• EXTRACT

- Occupation: Actress;
- Years active: 2007–present

= Emily Alabi =

American actress

Emily Alabi is an American actress. She is best known for playing Dani Rhodes in the police procedural series FBI and Mahina in the CBS action series Magnum P.I..

== Early life ==
Alabi started off as a salsa dancer. She performed around the world with her brother Junior. She graduated from the University of California, Los Angeles.

== Career ==
Alabi began her career as a choreographer and dancer. She made her on-screen debut in the Nickelodeon series Ned's Declassified School Survival Guide. She made a one-off appearance in the drama series Jane the Virgin Her first recurring role was playing Cassandra in the superhero series Runaways. She has also had recurring roles as Mahina in the CBS action series Magnum P.I. and Shenandoah in the crime drama series Joe Pickett. She played Olivia Navarro on the drama series S.W.A.T. and had a minor role in the police procedural series FBI: International. She played Dani Rhodes in the police procedural series FBI. Her character was killed off after just one season as producers wanted to show viewers the dangers of being with the FBI.

• TASK 1
Tally the lines of the records below that contain the string "stack", counting case, and give only that number.

• RAW DATA
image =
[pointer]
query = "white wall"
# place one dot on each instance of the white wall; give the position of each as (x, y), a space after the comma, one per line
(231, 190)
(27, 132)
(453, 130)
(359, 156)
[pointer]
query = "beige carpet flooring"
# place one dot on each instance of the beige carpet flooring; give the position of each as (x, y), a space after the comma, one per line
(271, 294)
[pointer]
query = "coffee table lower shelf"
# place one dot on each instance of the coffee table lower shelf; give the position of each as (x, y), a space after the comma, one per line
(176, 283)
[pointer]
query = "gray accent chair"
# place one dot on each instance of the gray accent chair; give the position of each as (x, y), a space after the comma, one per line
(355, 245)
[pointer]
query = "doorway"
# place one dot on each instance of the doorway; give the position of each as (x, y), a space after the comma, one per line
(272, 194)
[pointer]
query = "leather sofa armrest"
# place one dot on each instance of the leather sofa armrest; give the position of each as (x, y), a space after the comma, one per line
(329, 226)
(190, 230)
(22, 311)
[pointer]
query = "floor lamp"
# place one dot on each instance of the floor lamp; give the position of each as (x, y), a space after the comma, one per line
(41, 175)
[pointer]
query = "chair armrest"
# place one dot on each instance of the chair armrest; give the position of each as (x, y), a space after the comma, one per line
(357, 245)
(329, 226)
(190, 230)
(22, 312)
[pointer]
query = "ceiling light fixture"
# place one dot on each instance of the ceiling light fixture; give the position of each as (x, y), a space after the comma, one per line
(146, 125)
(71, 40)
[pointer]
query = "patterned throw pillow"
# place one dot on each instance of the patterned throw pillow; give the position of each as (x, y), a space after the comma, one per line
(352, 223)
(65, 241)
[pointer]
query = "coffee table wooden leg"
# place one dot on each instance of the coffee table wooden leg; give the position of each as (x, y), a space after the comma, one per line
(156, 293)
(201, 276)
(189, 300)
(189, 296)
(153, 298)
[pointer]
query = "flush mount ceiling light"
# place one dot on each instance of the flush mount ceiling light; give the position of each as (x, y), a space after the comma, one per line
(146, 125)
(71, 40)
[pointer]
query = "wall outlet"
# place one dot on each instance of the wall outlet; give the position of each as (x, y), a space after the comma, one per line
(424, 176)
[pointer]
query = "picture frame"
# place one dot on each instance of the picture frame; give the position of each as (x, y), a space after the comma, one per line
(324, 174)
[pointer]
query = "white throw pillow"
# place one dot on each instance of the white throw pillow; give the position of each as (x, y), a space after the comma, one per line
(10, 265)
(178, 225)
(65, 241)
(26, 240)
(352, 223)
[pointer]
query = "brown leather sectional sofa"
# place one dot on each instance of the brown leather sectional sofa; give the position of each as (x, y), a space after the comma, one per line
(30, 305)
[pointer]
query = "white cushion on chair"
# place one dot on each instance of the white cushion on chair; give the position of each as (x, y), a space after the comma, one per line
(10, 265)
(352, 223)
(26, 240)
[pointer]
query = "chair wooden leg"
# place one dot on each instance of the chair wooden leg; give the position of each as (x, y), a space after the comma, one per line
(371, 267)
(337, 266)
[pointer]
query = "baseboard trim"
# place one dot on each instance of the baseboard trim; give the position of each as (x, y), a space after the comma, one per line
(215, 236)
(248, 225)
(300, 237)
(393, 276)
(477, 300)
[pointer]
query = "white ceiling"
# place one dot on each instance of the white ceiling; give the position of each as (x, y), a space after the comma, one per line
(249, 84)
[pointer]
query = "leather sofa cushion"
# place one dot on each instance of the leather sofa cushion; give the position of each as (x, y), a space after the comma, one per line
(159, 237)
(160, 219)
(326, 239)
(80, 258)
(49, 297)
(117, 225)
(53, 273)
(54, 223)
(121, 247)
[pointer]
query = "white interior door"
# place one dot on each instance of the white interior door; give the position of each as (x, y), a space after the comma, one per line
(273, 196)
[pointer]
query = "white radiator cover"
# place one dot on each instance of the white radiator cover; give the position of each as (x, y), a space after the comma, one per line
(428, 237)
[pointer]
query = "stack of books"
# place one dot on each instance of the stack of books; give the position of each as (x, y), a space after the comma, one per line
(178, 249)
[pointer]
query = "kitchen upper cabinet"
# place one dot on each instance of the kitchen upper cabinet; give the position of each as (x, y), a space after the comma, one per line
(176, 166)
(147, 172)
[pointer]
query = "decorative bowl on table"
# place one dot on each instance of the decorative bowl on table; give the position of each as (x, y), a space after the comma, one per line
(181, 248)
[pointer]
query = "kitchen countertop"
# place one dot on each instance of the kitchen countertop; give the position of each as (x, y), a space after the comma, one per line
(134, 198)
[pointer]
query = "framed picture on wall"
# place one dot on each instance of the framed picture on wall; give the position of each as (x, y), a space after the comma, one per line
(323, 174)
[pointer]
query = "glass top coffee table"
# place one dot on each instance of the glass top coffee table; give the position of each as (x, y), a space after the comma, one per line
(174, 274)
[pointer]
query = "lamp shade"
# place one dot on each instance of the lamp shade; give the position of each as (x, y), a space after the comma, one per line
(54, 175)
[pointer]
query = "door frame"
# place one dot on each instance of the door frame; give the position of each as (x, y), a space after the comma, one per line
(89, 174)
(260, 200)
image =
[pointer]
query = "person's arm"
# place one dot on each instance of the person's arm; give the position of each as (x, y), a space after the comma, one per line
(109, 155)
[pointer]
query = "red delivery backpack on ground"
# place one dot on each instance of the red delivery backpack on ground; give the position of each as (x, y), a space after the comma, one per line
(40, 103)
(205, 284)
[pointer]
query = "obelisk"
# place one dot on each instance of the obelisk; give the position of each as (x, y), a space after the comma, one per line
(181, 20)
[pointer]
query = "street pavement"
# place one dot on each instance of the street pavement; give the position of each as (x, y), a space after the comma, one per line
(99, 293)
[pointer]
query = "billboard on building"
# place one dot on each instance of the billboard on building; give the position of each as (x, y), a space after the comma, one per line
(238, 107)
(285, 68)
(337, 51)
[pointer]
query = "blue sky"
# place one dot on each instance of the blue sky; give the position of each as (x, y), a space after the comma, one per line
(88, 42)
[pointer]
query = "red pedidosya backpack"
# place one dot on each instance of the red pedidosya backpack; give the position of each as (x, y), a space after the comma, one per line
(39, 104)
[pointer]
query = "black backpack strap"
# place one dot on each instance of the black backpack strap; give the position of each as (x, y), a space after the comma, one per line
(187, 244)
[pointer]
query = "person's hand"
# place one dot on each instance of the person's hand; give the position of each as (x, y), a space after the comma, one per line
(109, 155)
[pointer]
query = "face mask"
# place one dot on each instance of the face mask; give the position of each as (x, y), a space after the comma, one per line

• TASK 2
Write out the entire text on Emily Alabi above, exactly as it appears.

• TASK OUTPUT 1
2

• TASK OUTPUT 2
- Occupation: Actress;
- Years active: 2007–present

= Emily Alabi =

American actress

Emily Alabi is an American actress. She is best known for playing Dani Rhodes in the police procedural series FBI and Mahina in the CBS action series Magnum P.I..

== Early life ==
Alabi started off as a salsa dancer. She performed around the world with her brother Junior. She graduated from the University of California, Los Angeles.

== Career ==
Alabi began her career as a choreographer and dancer. She made her on-screen debut in the Nickelodeon series Ned's Declassified School Survival Guide. She made a one-off appearance in the drama series Jane the Virgin Her first recurring role was playing Cassandra in the superhero series Runaways. She has also had recurring roles as Mahina in the CBS action series Magnum P.I. and Shenandoah in the crime drama series Joe Pickett. She played Olivia Navarro on the drama series S.W.A.T. and had a minor role in the police procedural series FBI: International. She played Dani Rhodes in the police procedural series FBI. Her character was killed off after just one season as producers wanted to show viewers the dangers of being with the FBI.